== What to do ==
Find the line holding "# for each instance of the narrow" in the entries below. Give it again exactly, along with every line after it up to and including the line holding "# for each instance of the power".

== Provided material ==
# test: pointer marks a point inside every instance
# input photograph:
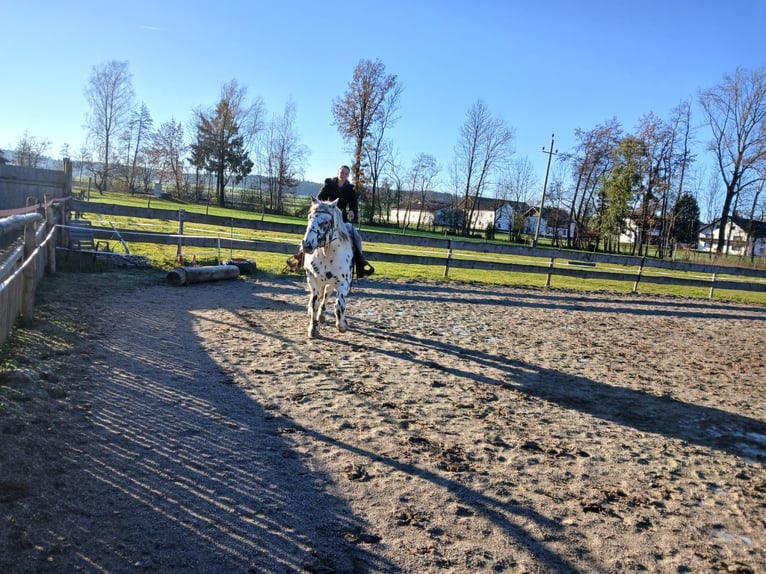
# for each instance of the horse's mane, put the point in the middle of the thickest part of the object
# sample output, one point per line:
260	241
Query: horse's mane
337	217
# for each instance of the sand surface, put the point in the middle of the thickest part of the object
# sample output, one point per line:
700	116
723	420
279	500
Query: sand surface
454	428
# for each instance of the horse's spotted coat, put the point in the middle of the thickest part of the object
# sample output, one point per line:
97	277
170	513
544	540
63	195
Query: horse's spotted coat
328	260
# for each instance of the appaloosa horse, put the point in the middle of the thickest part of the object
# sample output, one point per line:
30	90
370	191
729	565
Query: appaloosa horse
329	254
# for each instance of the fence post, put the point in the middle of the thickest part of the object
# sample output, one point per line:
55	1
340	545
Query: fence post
449	257
28	275
180	250
638	275
50	226
550	272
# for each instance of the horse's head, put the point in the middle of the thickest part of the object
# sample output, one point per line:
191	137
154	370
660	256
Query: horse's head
324	223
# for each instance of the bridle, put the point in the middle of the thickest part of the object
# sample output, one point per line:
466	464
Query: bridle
328	236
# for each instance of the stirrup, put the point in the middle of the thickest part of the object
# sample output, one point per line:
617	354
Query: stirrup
364	269
295	262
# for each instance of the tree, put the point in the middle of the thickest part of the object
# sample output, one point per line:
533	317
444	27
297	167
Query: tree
224	136
136	140
285	156
591	161
110	97
29	151
485	144
422	174
736	114
362	116
686	220
515	186
621	187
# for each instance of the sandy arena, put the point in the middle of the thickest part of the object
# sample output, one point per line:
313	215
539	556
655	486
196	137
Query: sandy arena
455	428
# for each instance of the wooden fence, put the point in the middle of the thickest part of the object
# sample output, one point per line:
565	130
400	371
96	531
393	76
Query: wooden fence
24	264
430	251
31	206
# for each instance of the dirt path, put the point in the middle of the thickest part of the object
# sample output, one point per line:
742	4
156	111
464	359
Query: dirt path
455	428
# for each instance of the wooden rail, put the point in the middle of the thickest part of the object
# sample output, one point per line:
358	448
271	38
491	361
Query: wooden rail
438	252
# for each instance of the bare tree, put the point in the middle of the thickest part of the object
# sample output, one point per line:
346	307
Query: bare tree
167	152
362	116
516	184
224	137
736	113
590	162
485	144
422	174
30	150
110	96
135	142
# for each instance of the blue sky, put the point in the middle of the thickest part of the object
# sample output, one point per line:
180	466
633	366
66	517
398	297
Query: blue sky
543	67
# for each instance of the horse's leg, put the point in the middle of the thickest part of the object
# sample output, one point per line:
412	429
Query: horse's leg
323	304
313	310
340	306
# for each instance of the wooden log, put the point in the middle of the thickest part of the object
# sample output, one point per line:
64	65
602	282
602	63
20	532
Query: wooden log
205	273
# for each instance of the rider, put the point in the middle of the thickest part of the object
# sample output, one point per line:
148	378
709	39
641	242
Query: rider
341	189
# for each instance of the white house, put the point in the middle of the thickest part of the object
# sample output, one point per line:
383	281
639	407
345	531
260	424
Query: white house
505	215
554	222
631	231
735	234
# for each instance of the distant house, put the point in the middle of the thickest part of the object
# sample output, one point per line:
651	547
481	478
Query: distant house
555	222
631	231
486	212
505	214
735	233
427	215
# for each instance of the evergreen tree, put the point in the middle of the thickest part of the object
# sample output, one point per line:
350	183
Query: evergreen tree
685	219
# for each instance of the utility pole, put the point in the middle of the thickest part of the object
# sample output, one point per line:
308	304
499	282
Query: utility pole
551	152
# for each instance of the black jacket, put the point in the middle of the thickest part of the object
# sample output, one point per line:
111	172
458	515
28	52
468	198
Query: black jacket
346	196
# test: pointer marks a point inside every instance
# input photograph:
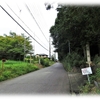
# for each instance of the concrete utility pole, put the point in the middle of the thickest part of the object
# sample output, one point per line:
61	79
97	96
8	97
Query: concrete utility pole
49	47
88	58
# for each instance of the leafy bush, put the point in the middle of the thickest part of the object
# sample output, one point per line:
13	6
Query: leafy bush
73	60
44	62
16	68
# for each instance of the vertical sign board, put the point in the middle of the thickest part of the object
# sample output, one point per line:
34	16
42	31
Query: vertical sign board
86	71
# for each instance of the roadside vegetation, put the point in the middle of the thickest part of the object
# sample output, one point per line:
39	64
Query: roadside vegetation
11	69
74	28
14	62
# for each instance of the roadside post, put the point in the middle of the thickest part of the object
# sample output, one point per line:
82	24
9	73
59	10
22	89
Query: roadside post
87	71
3	60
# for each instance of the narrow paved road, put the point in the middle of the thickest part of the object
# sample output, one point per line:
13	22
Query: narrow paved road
50	80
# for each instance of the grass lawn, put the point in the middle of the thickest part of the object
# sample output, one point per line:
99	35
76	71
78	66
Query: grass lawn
12	69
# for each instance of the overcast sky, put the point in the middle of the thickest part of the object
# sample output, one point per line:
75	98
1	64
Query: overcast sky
44	18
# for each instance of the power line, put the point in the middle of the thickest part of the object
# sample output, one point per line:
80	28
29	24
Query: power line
23	21
36	21
22	27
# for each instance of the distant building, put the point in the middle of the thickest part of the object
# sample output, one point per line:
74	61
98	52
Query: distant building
42	55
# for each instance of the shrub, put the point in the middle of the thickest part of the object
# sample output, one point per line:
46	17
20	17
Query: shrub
73	60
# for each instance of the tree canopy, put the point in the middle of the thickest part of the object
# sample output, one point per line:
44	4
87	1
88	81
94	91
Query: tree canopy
77	24
12	46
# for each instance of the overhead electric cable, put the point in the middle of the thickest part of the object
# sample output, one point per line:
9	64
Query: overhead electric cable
23	22
22	27
36	21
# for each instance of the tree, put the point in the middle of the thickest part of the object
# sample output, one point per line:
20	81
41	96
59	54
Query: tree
77	24
12	46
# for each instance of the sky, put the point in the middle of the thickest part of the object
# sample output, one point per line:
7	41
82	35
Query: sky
38	25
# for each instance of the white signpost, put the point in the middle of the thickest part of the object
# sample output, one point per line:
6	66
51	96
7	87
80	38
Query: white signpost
86	71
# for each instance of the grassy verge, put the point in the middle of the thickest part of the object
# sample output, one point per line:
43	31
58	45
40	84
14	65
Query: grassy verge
12	69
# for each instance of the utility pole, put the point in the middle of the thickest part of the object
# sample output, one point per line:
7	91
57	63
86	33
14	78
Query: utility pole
24	47
49	47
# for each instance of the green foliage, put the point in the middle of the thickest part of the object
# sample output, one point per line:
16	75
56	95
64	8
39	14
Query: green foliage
44	62
96	60
12	46
16	68
73	60
77	24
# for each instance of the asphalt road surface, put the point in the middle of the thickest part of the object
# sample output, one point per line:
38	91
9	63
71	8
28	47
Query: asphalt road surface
50	80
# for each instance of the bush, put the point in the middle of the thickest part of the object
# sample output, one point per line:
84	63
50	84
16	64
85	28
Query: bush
73	60
16	68
44	62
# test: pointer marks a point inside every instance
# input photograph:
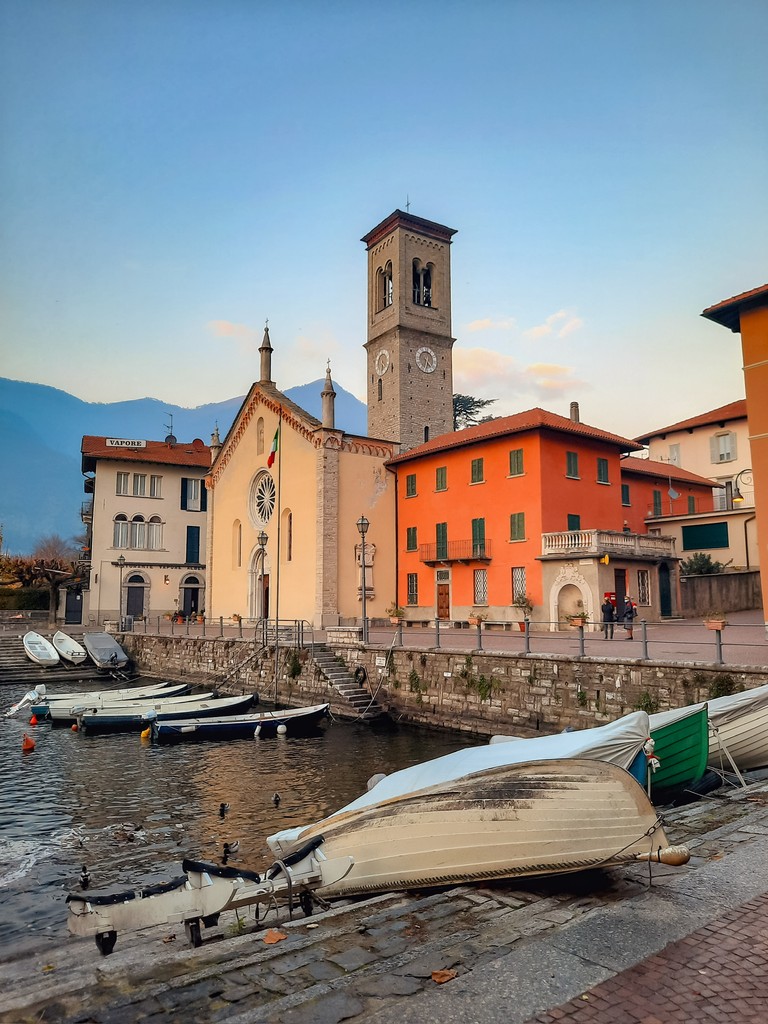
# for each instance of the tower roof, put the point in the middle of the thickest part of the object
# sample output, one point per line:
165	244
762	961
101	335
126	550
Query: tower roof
399	219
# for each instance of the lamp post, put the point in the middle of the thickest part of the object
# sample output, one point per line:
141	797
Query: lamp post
121	566
744	475
261	541
363	525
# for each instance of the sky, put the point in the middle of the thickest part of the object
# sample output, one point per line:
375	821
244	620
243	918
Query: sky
173	173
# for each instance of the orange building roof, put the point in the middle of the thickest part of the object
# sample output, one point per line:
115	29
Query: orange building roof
733	411
649	467
195	453
728	312
531	419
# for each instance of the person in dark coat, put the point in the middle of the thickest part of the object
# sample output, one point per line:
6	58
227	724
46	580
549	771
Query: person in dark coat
608	619
629	613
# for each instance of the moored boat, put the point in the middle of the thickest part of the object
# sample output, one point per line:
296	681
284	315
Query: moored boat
291	721
738	730
127	718
69	649
40	650
105	652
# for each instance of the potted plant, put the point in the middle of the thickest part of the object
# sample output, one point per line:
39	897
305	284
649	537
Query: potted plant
395	613
715	620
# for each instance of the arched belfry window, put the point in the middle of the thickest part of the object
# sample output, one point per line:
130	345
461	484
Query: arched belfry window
422	284
384	289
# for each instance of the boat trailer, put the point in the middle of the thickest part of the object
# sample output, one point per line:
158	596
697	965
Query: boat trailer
202	893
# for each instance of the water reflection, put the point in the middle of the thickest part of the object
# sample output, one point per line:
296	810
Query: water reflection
130	811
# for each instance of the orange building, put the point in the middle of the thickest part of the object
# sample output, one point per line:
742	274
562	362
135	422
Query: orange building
748	313
525	514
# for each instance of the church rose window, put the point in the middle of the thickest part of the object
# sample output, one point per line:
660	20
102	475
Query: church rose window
262	499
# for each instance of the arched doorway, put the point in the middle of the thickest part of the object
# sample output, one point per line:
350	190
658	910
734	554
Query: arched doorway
192	596
134	594
258	585
665	590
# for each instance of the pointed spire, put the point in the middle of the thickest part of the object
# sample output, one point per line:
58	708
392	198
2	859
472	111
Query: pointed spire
328	395
266	357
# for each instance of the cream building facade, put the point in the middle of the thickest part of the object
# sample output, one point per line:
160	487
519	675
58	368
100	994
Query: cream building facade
287	492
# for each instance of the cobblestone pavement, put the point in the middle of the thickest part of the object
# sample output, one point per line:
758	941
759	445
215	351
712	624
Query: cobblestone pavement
717	973
505	952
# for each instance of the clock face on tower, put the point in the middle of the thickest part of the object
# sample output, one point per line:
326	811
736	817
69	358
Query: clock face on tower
382	361
426	359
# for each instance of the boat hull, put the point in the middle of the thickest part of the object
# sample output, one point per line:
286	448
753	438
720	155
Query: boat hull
40	650
547	817
297	721
125	720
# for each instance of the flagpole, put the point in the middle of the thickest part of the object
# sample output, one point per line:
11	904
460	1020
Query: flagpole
276	572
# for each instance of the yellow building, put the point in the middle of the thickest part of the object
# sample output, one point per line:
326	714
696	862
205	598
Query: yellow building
748	313
286	493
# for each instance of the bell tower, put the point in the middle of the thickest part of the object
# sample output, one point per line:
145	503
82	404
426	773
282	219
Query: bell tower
410	366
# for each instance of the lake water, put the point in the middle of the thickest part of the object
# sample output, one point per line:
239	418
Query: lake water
131	811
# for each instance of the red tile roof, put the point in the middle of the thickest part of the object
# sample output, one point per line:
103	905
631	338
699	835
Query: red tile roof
532	419
728	312
181	454
724	414
649	467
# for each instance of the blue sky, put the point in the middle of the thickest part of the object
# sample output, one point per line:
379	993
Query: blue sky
174	172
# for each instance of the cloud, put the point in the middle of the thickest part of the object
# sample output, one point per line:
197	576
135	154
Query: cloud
560	325
246	336
491	325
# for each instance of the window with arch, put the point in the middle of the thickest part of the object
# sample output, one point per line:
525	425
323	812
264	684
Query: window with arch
120	531
262	498
138	532
237	544
422	279
155	534
384	290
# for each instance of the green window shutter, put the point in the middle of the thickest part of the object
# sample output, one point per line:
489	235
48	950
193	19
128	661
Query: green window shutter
440	531
515	462
517	526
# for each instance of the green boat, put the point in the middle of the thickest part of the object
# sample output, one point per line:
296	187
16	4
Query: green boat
681	744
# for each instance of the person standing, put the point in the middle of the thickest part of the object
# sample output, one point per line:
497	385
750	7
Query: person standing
629	614
608	619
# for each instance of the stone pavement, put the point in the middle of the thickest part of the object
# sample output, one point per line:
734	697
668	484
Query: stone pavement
717	973
514	952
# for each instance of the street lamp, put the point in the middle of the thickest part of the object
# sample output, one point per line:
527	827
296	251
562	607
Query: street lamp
363	525
121	566
738	498
261	541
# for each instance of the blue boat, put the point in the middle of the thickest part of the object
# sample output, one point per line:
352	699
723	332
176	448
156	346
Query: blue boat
291	721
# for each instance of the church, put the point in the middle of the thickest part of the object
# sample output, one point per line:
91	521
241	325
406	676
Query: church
290	495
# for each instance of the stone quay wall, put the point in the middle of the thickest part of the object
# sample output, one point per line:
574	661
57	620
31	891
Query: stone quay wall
475	692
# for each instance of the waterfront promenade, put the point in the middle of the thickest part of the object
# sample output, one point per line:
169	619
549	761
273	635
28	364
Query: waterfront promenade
687	946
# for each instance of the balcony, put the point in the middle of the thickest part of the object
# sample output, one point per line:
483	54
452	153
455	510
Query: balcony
455	551
584	543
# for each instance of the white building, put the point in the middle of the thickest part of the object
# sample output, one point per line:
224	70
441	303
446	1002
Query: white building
146	519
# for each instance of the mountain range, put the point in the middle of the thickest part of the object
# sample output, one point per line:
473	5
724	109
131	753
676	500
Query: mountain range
42	428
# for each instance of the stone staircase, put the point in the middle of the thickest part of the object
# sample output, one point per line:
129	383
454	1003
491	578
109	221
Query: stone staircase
357	696
17	670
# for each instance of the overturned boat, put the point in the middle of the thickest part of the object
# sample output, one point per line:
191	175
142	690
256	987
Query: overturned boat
531	818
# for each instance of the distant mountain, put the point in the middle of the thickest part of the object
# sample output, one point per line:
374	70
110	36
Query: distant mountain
42	429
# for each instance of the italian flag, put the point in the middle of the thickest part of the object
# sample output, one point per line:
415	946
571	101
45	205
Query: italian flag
273	450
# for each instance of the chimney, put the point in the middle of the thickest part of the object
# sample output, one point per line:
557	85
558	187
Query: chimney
328	395
265	350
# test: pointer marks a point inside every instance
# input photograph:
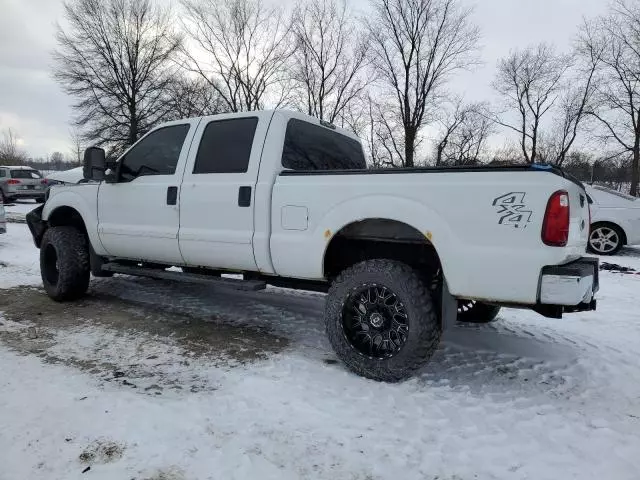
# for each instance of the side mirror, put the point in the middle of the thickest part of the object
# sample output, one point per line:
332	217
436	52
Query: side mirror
94	164
111	171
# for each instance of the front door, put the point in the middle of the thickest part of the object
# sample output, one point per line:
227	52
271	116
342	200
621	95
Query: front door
138	215
217	196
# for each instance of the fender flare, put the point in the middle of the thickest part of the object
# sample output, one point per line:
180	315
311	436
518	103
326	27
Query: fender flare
70	199
399	209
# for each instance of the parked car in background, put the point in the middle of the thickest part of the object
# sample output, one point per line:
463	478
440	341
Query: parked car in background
65	177
3	218
615	220
21	183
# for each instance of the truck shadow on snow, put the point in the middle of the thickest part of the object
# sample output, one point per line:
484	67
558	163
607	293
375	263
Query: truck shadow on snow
150	333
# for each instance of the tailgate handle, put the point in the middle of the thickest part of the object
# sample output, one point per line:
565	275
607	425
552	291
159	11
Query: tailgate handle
244	197
172	195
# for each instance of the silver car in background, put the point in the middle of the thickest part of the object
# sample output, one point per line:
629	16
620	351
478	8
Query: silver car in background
3	218
20	183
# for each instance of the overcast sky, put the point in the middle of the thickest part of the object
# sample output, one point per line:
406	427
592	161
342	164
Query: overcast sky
33	105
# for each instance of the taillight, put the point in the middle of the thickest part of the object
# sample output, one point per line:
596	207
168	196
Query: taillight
555	227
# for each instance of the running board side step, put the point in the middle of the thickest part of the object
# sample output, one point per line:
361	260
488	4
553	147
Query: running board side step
217	282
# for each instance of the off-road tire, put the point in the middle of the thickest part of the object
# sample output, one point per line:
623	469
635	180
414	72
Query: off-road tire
610	226
479	312
64	263
424	331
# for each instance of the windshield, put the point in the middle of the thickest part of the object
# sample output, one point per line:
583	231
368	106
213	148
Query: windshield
25	174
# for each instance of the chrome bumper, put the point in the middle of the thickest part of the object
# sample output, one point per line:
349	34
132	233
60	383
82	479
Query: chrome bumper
570	285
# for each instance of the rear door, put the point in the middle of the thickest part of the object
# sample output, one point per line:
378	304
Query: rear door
138	215
218	192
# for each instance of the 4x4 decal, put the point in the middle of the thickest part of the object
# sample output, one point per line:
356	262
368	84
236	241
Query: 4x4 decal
512	209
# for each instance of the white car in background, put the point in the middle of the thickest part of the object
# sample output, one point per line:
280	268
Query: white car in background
615	220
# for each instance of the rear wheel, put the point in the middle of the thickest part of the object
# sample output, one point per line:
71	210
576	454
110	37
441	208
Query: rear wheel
471	311
605	239
381	320
64	263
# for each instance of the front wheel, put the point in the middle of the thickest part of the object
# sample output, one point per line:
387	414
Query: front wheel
471	311
381	320
64	263
605	239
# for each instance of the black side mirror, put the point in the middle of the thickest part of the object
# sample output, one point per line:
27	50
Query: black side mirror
94	164
111	171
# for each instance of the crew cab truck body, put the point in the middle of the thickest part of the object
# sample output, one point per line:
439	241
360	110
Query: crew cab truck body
286	199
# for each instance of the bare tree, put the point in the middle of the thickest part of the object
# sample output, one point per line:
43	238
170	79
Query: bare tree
77	145
530	81
329	59
416	46
465	133
192	97
115	58
618	93
241	51
10	152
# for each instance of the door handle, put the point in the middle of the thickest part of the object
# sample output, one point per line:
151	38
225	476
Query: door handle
244	197
172	195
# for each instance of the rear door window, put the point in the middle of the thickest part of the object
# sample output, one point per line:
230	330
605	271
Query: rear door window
156	154
225	146
313	147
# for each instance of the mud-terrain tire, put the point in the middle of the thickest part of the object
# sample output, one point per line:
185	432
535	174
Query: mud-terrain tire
605	239
470	311
64	263
411	294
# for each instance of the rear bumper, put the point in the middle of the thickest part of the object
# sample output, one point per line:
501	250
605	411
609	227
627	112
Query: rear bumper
572	285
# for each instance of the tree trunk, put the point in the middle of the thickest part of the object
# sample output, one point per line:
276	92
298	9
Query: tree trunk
409	146
133	126
635	168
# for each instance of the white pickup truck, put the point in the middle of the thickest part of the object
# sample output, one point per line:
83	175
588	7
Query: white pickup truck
285	199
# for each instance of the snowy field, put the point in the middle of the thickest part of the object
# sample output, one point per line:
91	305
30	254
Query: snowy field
154	380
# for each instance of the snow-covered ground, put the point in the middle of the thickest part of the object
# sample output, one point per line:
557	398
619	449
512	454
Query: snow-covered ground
155	380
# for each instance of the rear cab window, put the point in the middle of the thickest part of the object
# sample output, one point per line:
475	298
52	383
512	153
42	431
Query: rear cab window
310	147
25	174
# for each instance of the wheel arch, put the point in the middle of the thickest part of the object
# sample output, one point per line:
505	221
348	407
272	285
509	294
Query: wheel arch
71	208
376	237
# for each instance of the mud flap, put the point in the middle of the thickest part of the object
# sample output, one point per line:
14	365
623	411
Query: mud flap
36	225
448	307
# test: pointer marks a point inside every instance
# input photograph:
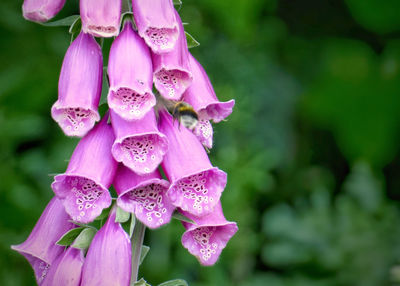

== Your solution ==
# for each instance of the narrow paved road, put the point in the middle of the thickest part of the object
# sample output, one point per line:
13	22
Query: narrow paved road
50	80
# for each instance of the grass lawn, put the point in the middle of the thickest part of the object
# sample output, one point per line:
99	35
76	71
78	66
Query: grass lawn
12	69
# for each instance of the overcast sky, put the point in the middle of the thickest part of the object
# sample output, one point per line:
75	98
1	64
Query: overcast sky
44	18
# for each instance of the power line, put the point in the middle of the thickest part of the object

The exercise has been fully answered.